- Data in this exercise:
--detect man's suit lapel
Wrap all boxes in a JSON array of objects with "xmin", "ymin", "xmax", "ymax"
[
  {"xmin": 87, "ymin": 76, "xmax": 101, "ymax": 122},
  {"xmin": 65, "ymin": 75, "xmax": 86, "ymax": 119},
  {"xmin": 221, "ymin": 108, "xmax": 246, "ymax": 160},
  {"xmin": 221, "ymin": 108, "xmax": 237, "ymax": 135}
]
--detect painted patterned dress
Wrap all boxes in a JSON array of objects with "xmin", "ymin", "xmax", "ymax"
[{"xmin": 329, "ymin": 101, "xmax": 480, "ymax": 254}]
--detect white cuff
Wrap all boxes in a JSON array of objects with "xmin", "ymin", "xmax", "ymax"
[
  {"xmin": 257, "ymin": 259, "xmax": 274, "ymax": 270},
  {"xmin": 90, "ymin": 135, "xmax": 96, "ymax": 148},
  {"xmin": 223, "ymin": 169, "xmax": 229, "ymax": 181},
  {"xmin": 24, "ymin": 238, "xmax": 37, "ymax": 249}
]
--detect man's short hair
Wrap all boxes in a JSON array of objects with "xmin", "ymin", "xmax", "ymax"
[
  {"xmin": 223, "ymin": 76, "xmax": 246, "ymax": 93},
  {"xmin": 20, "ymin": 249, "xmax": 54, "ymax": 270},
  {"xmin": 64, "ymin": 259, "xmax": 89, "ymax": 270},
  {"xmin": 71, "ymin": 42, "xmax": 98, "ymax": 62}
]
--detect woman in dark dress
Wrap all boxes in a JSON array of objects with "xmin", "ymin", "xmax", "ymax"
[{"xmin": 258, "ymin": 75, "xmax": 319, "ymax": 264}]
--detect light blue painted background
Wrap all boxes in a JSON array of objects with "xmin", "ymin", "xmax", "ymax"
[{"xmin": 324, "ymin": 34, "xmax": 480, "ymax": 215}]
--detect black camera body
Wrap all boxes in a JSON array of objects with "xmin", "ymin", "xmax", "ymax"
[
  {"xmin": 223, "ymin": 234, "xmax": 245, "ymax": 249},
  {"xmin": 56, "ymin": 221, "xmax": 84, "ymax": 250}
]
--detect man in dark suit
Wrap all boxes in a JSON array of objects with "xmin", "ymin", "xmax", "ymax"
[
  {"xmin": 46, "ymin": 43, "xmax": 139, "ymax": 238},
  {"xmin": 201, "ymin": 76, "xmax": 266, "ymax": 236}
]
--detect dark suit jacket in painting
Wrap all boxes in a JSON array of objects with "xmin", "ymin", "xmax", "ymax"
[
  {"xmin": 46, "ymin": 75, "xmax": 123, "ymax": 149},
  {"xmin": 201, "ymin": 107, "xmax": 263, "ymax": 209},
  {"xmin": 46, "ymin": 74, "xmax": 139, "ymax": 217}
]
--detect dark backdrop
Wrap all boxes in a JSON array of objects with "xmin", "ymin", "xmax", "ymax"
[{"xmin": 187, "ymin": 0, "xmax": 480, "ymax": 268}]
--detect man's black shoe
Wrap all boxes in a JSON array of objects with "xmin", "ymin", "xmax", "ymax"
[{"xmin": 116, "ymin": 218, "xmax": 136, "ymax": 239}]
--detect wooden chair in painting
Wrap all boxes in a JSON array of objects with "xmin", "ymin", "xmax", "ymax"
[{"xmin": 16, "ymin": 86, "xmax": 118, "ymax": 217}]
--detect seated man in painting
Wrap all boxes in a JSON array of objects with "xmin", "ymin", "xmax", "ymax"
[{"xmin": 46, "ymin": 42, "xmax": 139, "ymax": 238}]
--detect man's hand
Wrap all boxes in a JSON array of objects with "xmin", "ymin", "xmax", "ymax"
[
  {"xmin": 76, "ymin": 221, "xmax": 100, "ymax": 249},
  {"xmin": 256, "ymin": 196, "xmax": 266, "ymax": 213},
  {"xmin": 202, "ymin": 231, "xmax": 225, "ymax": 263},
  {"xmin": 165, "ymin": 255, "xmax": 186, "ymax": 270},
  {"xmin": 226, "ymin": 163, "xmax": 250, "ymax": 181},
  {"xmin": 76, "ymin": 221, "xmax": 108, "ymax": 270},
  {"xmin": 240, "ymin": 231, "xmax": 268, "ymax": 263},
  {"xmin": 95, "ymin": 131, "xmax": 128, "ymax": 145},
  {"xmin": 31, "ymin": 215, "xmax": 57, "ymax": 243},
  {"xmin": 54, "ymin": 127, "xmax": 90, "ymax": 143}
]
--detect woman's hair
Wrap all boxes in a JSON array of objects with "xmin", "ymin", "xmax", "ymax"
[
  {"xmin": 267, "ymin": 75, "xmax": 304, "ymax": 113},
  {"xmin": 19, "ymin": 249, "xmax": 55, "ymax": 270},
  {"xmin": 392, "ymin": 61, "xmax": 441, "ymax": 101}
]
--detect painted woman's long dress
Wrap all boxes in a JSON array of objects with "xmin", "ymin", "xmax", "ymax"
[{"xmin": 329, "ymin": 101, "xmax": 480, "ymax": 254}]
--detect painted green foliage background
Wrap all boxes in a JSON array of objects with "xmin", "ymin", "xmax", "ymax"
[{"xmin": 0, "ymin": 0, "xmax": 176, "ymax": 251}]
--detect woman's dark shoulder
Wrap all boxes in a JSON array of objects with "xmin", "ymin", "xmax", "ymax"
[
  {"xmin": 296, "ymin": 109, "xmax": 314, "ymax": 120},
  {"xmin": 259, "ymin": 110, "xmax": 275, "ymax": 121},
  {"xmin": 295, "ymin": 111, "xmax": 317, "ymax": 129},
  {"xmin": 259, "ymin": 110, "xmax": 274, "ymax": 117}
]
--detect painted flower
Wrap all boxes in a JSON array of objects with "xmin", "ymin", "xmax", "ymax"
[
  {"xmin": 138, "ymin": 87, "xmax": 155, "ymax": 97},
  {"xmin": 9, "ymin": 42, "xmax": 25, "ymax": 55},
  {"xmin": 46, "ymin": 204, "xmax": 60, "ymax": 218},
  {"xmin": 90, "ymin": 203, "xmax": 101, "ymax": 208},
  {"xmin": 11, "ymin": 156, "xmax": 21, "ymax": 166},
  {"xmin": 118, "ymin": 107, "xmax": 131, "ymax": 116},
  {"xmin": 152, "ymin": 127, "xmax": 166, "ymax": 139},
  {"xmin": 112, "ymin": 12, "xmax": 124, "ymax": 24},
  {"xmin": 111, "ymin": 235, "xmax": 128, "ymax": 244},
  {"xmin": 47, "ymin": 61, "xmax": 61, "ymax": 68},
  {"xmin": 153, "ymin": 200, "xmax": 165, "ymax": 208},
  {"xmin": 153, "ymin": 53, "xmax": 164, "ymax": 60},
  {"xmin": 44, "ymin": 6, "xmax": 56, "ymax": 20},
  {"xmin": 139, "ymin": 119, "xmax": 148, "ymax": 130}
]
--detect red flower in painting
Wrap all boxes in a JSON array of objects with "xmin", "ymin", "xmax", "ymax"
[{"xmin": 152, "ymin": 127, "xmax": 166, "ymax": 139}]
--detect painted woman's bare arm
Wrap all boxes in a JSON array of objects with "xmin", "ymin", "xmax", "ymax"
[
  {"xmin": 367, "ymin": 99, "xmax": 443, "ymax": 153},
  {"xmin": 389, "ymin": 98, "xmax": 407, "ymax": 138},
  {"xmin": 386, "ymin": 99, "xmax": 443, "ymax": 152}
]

- Aim of the exercise: An exact copy of all the material is what is needed.

- Answer space:
--detect man's suit lapel
Wrap all boxes in a JSON array of objects with "xmin", "ymin", "xmax", "ymax"
[
  {"xmin": 87, "ymin": 76, "xmax": 101, "ymax": 122},
  {"xmin": 65, "ymin": 75, "xmax": 86, "ymax": 119},
  {"xmin": 221, "ymin": 108, "xmax": 246, "ymax": 160},
  {"xmin": 221, "ymin": 108, "xmax": 237, "ymax": 135}
]
--detect painted patterned dress
Wrap all boxes in a JSON array of objects with "xmin", "ymin", "xmax", "ymax"
[{"xmin": 329, "ymin": 101, "xmax": 480, "ymax": 254}]
--detect white cuff
Wrap all boxes in a JSON array of objects with "xmin", "ymin", "xmax", "ymax"
[
  {"xmin": 257, "ymin": 259, "xmax": 274, "ymax": 270},
  {"xmin": 90, "ymin": 135, "xmax": 96, "ymax": 148},
  {"xmin": 223, "ymin": 169, "xmax": 229, "ymax": 181},
  {"xmin": 24, "ymin": 238, "xmax": 37, "ymax": 249}
]
--detect man's short hair
Wrap all boxes in a JSON array of objects with "xmin", "ymin", "xmax", "ymax"
[
  {"xmin": 223, "ymin": 76, "xmax": 246, "ymax": 93},
  {"xmin": 20, "ymin": 249, "xmax": 54, "ymax": 270},
  {"xmin": 64, "ymin": 259, "xmax": 89, "ymax": 270},
  {"xmin": 71, "ymin": 42, "xmax": 98, "ymax": 62}
]
--detect woman in dark dress
Wrap all boxes in a JSON array of objects with "xmin", "ymin", "xmax", "ymax"
[{"xmin": 258, "ymin": 75, "xmax": 319, "ymax": 264}]
--detect light blue painted background
Wrap all boxes in a JSON array of objects with "xmin", "ymin", "xmax", "ymax"
[{"xmin": 324, "ymin": 34, "xmax": 480, "ymax": 215}]
--detect black camera body
Wrap all boxes in a JSON array of objects with "xmin", "ymin", "xmax", "ymax"
[
  {"xmin": 223, "ymin": 234, "xmax": 245, "ymax": 249},
  {"xmin": 56, "ymin": 221, "xmax": 84, "ymax": 250}
]
--detect man in dark suit
Wrap all boxes in a JSON array of objects with "xmin", "ymin", "xmax", "ymax"
[
  {"xmin": 46, "ymin": 43, "xmax": 139, "ymax": 238},
  {"xmin": 201, "ymin": 76, "xmax": 266, "ymax": 236}
]
--detect dark suit jacket in painting
Wrap all boxes in a JSON array of objects with "xmin", "ymin", "xmax", "ymax"
[
  {"xmin": 46, "ymin": 75, "xmax": 123, "ymax": 149},
  {"xmin": 201, "ymin": 107, "xmax": 263, "ymax": 209},
  {"xmin": 46, "ymin": 74, "xmax": 139, "ymax": 217}
]
--detect dark backdrop
Wrap all boxes in a JSON array of objects with "xmin", "ymin", "xmax", "ymax"
[{"xmin": 187, "ymin": 0, "xmax": 480, "ymax": 268}]
--detect man's black shoe
Wrap all boxes in a JSON array of objects with "xmin", "ymin", "xmax", "ymax"
[{"xmin": 116, "ymin": 218, "xmax": 136, "ymax": 239}]
--detect wooden chair in painting
Wrap all boxes in a JSON array of objects with "xmin", "ymin", "xmax", "ymax"
[{"xmin": 16, "ymin": 86, "xmax": 118, "ymax": 217}]
--detect seated man in painting
Wrap all boxes in a JSON array of objects with "xmin", "ymin", "xmax", "ymax"
[{"xmin": 46, "ymin": 42, "xmax": 139, "ymax": 238}]
--detect man's hand
Wrap all boxes in a JSON array of objects with "xmin", "ymin", "xmax", "ymax"
[
  {"xmin": 76, "ymin": 221, "xmax": 100, "ymax": 249},
  {"xmin": 256, "ymin": 196, "xmax": 266, "ymax": 213},
  {"xmin": 202, "ymin": 231, "xmax": 225, "ymax": 263},
  {"xmin": 165, "ymin": 255, "xmax": 186, "ymax": 270},
  {"xmin": 226, "ymin": 163, "xmax": 250, "ymax": 181},
  {"xmin": 76, "ymin": 221, "xmax": 108, "ymax": 270},
  {"xmin": 240, "ymin": 231, "xmax": 268, "ymax": 263},
  {"xmin": 95, "ymin": 131, "xmax": 128, "ymax": 145},
  {"xmin": 31, "ymin": 215, "xmax": 57, "ymax": 243},
  {"xmin": 54, "ymin": 127, "xmax": 90, "ymax": 143}
]
--detect woman's hair
Wrap all boxes in a JSON array of objects with "xmin", "ymin", "xmax", "ymax"
[
  {"xmin": 267, "ymin": 75, "xmax": 304, "ymax": 113},
  {"xmin": 19, "ymin": 249, "xmax": 55, "ymax": 270},
  {"xmin": 392, "ymin": 61, "xmax": 441, "ymax": 101}
]
--detect painted woman's long dress
Wrap all boxes in a JSON array of objects with "xmin", "ymin", "xmax", "ymax"
[{"xmin": 329, "ymin": 101, "xmax": 480, "ymax": 254}]
--detect painted green foliage background
Wrap all boxes in a JSON array of objects with "xmin", "ymin", "xmax", "ymax"
[{"xmin": 0, "ymin": 0, "xmax": 176, "ymax": 251}]
--detect woman's dark shoulder
Wrap all boxes in a JSON array of objects with "xmin", "ymin", "xmax", "ymax"
[
  {"xmin": 296, "ymin": 109, "xmax": 314, "ymax": 120},
  {"xmin": 259, "ymin": 110, "xmax": 275, "ymax": 121},
  {"xmin": 295, "ymin": 111, "xmax": 317, "ymax": 129},
  {"xmin": 259, "ymin": 110, "xmax": 274, "ymax": 117}
]
--detect painted flower
Wrap all boxes in a JSON array of objects with "xmin", "ymin", "xmax", "ymax"
[
  {"xmin": 138, "ymin": 87, "xmax": 155, "ymax": 97},
  {"xmin": 9, "ymin": 42, "xmax": 25, "ymax": 55},
  {"xmin": 46, "ymin": 204, "xmax": 60, "ymax": 218},
  {"xmin": 90, "ymin": 203, "xmax": 101, "ymax": 208},
  {"xmin": 11, "ymin": 156, "xmax": 21, "ymax": 166},
  {"xmin": 118, "ymin": 107, "xmax": 131, "ymax": 116},
  {"xmin": 152, "ymin": 127, "xmax": 166, "ymax": 139},
  {"xmin": 112, "ymin": 12, "xmax": 124, "ymax": 24},
  {"xmin": 111, "ymin": 235, "xmax": 128, "ymax": 244},
  {"xmin": 47, "ymin": 61, "xmax": 61, "ymax": 68},
  {"xmin": 153, "ymin": 200, "xmax": 165, "ymax": 208},
  {"xmin": 153, "ymin": 53, "xmax": 164, "ymax": 60},
  {"xmin": 44, "ymin": 6, "xmax": 56, "ymax": 20},
  {"xmin": 139, "ymin": 119, "xmax": 148, "ymax": 130}
]
--detect red flower in painting
Wrap all boxes in a JSON array of objects with "xmin", "ymin", "xmax", "ymax"
[{"xmin": 152, "ymin": 127, "xmax": 166, "ymax": 139}]
--detect painted woman's bare arm
Wrap all boxes in a JSON array of objects with "xmin", "ymin", "xmax", "ymax"
[
  {"xmin": 367, "ymin": 99, "xmax": 443, "ymax": 153},
  {"xmin": 389, "ymin": 98, "xmax": 407, "ymax": 138},
  {"xmin": 386, "ymin": 99, "xmax": 443, "ymax": 152}
]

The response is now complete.